= Supplied passage =

Meyrick described this species as follows:

Male, female. — 15-21 mm. Head, palpi, thorax, and abdomen grey sprinkled with blackish-grey and whitish, sides of thorax and base of abdomen (in fresh specimens) tinged with blue-greenish; palpi 2. Antennae whitish annulated with black, ciliations in male 1/2. Legs blackish, middle and posterior pair irrorated with whitish, apex of all joints whitish. Forewings with hindmargin bowed, oblique, slightly sinuate above anal angle; light grey, suffused with light blue-greenish (in fresh specimens); numerous curved waved darker grey or blackish-grey lines, alternating with a partial irregular white irroration; anterior edge of median band from 1/3 of costa to 1/3 of inner margin, curved; posterior edge from 2/3 of costa to 2/3 of inner margin, sinuate inwards beneath costa, and above and below middle; median band towards margins, and a hindmarginal band interrupted beneath costa, obscurely suffused with darker grey, especially near costa; a grey discal spot, sometimes obsolete; an interrupted blackish hindmarginal line : cilia whitish, barred with grey, and with an obscure grey line, bars darker on basal half. Hindwings with hindmargin unevenly rounded; grey, with obscure darker waved lines, more distinct towards inner margin, and somewhat irrorated with white in intervals; an obscure dark grey discal spot, often merged in one of the lines; cilia as hi forewings, but more obscure.

==Distribution==
This species is endemic to New Zealand.

== Habitat and hosts ==
The favoured habitat of this species consists of mountainous areas. The larvae feed inside the flower heads of Celmisia lindsayi. Adult moths have been shown to pollinate Celmisia discolor, Celmisia gracilenta and Helichrysum selago.

== Behaviour ==
C. nereis is day flying. Adults are on wing in January and February.

= Data excerpt =
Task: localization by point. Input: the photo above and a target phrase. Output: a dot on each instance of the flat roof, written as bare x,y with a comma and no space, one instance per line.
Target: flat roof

= Work task =
Please list every plant species named in the C. nereis text.

= Task solution =
Celmisia lindsayi
Celmisia discolor
Celmisia gracilenta
Helichrysum selago